Data items
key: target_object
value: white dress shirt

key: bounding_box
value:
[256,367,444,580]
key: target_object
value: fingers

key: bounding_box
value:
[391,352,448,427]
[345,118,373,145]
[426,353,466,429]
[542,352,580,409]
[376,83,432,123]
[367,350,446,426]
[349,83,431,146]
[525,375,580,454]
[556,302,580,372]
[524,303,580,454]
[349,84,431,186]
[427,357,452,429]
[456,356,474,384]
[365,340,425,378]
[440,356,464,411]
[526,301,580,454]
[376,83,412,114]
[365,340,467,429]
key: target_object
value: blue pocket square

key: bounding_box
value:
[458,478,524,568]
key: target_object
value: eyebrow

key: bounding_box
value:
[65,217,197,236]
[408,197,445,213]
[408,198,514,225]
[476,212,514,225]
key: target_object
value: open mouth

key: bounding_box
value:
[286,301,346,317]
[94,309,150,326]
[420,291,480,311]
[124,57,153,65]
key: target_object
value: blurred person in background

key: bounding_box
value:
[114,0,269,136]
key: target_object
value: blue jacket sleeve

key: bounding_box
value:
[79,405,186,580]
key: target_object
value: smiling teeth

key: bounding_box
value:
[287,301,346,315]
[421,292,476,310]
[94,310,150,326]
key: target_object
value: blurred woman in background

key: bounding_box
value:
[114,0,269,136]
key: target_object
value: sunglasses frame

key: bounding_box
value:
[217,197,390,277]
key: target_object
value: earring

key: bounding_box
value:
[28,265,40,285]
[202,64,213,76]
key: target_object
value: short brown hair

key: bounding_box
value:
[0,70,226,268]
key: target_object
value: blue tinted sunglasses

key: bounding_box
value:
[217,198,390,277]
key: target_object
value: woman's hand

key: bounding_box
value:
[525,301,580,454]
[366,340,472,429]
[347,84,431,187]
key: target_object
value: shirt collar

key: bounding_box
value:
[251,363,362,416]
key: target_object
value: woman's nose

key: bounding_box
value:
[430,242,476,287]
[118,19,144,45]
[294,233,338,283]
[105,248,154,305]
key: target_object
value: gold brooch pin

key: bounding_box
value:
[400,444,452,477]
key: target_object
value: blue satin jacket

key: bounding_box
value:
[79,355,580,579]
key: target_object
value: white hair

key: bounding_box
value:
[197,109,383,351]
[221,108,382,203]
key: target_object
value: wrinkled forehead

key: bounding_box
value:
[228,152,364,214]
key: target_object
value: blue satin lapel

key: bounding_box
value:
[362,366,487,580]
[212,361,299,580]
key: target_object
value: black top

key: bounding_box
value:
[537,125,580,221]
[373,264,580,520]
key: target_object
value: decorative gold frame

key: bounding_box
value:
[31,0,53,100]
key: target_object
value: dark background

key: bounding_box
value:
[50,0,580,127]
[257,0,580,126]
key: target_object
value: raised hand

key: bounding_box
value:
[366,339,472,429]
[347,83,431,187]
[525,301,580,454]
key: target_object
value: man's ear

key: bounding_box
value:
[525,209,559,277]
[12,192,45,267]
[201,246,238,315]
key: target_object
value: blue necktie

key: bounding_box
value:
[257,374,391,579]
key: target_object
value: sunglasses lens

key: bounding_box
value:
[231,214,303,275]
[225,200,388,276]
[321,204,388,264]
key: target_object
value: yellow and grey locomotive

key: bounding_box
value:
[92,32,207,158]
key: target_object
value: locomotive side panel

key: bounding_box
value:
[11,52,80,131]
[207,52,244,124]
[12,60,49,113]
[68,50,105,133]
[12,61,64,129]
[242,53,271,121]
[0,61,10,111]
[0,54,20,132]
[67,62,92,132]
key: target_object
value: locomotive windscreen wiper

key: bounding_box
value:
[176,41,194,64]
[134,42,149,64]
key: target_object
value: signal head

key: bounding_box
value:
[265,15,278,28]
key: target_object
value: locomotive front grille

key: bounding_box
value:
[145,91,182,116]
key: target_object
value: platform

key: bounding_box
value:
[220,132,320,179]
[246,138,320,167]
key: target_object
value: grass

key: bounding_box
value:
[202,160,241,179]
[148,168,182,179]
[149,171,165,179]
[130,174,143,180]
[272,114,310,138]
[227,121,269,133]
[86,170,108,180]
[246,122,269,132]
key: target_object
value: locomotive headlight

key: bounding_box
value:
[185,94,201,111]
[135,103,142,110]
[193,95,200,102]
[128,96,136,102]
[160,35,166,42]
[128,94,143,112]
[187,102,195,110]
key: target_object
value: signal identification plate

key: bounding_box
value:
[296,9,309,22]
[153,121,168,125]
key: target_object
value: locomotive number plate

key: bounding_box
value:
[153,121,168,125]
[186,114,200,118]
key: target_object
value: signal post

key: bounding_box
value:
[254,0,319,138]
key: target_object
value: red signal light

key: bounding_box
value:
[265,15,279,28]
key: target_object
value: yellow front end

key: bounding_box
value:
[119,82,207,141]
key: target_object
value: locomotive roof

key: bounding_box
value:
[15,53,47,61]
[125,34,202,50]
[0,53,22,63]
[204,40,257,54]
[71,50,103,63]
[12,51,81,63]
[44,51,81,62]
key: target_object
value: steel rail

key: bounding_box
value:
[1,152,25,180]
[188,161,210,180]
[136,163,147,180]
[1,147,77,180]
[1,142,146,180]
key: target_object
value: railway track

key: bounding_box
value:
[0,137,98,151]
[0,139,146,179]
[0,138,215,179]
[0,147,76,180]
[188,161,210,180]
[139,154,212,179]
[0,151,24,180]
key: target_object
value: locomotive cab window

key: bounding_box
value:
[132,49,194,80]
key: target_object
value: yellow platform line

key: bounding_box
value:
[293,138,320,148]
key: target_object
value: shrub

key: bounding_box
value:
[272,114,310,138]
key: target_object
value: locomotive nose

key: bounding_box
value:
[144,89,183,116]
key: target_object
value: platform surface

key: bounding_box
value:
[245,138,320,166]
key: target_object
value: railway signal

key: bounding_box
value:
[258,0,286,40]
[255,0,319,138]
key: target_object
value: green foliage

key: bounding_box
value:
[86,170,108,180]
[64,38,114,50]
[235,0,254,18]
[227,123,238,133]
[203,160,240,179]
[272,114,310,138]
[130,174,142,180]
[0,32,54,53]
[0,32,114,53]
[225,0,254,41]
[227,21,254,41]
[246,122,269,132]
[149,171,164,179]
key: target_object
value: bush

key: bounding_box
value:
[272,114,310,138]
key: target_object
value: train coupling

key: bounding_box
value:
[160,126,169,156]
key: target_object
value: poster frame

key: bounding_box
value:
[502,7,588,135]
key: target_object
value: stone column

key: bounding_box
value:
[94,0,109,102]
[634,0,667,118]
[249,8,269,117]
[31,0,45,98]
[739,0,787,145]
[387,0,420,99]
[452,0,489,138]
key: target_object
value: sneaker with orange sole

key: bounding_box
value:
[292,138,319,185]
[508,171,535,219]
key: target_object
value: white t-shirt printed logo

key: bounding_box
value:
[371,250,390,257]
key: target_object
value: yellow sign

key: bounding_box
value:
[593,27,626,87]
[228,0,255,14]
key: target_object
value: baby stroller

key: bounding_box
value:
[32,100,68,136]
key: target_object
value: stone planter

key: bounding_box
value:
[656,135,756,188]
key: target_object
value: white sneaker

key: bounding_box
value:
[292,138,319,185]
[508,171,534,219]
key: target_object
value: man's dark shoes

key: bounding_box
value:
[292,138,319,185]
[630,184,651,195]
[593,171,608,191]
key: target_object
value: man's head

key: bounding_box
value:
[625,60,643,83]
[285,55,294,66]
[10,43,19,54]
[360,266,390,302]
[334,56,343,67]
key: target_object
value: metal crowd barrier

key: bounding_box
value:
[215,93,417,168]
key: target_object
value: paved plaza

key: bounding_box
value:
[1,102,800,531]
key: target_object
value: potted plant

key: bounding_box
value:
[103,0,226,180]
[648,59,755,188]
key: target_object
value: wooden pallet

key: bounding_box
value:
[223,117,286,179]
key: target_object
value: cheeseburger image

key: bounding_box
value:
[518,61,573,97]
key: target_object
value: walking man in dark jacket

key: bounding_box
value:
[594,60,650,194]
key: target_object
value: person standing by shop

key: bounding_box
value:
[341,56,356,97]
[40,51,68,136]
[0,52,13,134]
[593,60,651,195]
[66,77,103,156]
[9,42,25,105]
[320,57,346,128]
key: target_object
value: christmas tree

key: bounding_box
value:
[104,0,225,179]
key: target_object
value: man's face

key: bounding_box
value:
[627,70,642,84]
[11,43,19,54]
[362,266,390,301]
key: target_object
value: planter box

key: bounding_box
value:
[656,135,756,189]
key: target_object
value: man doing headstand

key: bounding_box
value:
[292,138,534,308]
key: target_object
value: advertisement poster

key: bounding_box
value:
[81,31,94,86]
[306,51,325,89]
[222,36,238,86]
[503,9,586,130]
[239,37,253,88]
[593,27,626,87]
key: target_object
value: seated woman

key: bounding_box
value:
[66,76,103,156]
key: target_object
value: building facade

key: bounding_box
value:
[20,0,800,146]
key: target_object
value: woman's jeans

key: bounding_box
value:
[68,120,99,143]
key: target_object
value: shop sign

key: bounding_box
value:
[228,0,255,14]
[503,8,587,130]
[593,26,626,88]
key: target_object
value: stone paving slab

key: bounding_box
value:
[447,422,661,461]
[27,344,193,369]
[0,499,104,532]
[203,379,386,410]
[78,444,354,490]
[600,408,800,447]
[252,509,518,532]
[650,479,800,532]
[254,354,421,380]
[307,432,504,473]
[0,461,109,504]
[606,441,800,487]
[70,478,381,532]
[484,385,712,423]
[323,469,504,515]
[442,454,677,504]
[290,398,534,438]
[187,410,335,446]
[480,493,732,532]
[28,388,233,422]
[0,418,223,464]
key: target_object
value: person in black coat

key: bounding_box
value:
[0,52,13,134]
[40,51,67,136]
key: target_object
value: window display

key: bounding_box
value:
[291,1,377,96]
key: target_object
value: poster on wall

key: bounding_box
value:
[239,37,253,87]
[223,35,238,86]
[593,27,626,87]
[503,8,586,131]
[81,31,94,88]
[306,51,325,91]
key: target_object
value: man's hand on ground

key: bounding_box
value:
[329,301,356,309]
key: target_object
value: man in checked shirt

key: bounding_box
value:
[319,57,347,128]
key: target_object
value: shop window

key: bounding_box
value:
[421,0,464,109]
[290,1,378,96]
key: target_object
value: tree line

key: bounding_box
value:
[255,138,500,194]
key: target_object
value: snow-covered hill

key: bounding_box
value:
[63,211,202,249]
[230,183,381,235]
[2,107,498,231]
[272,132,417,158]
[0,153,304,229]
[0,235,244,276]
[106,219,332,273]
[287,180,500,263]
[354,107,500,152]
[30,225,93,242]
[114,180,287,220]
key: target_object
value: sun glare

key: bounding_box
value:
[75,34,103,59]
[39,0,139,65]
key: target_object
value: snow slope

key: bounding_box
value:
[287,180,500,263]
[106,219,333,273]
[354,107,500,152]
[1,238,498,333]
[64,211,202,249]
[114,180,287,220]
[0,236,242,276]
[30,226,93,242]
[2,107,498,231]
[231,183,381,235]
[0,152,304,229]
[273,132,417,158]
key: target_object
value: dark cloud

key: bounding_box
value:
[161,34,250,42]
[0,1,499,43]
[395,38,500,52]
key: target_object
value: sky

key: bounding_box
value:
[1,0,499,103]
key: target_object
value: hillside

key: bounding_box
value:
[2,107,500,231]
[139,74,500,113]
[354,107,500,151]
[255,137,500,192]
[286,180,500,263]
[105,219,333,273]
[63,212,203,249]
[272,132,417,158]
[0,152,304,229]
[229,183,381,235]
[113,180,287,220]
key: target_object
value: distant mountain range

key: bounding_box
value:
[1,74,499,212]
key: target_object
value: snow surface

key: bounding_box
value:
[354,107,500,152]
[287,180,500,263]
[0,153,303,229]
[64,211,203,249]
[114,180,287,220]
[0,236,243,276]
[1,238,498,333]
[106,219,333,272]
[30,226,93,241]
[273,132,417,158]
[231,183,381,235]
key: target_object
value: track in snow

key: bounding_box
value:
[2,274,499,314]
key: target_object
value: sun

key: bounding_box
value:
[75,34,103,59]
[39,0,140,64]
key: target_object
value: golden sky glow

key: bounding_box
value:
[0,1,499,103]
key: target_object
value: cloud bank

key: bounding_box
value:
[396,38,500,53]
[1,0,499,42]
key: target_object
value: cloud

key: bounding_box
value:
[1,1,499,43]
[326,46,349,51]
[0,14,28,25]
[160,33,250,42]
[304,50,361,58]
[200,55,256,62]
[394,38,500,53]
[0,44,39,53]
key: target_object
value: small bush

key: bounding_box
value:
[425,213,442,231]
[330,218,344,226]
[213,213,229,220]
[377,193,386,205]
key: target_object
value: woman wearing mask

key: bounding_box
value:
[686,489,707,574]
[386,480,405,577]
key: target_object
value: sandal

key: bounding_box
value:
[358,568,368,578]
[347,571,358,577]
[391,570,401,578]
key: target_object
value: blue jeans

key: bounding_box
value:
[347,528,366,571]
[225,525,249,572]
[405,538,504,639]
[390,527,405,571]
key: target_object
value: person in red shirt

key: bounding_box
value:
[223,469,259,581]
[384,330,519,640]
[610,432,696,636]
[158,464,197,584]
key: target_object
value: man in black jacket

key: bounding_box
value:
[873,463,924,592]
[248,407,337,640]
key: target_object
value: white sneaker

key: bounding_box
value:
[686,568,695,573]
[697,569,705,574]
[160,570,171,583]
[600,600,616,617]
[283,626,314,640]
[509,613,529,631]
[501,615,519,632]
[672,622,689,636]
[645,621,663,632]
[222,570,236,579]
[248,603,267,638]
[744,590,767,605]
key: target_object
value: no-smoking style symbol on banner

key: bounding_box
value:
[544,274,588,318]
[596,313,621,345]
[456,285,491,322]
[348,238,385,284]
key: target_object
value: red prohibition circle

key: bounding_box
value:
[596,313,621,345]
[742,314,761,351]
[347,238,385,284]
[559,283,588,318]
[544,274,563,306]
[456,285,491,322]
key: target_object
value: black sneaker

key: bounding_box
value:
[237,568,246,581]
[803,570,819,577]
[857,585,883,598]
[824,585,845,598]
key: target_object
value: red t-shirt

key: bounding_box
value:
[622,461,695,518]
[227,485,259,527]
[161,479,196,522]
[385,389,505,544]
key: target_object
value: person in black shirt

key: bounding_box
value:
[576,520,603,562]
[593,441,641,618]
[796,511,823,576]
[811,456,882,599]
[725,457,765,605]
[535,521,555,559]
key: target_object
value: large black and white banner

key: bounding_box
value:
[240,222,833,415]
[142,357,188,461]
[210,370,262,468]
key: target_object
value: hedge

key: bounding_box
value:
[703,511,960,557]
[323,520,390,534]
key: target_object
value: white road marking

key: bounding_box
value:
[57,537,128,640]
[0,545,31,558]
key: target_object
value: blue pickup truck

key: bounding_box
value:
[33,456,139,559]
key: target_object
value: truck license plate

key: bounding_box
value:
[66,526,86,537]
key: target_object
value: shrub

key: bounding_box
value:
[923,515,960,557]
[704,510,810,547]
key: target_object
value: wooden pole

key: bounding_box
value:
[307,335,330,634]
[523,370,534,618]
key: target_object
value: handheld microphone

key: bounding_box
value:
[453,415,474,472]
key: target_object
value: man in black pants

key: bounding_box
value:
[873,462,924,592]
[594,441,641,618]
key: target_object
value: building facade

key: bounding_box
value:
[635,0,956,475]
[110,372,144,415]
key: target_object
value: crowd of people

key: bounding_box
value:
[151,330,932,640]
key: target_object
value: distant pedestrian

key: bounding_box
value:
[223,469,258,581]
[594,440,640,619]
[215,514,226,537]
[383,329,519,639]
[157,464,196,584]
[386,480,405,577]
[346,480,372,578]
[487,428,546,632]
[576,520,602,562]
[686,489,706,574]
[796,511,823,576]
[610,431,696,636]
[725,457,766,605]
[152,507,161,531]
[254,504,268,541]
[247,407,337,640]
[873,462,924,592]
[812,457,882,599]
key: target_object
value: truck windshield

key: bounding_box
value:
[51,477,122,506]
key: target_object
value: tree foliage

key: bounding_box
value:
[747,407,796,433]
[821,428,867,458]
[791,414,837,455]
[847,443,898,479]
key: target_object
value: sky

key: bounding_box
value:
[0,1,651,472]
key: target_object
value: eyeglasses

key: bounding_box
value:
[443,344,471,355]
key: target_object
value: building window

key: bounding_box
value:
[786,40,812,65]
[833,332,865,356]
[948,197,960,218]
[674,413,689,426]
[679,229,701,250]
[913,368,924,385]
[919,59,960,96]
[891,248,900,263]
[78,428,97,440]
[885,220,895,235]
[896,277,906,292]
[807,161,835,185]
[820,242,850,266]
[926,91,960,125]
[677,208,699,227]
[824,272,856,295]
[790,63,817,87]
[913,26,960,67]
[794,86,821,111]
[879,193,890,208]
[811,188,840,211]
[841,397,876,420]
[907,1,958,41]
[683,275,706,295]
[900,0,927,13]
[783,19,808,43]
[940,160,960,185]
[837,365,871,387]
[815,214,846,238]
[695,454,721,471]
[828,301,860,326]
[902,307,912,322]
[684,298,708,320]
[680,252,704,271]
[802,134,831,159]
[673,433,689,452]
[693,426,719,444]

REQUIREMENT:
Identify the lines in the entries above that contain "crowd", then copy them out.

EXPECTED ANSWER:
value: metal crowd barrier
value: crowd of people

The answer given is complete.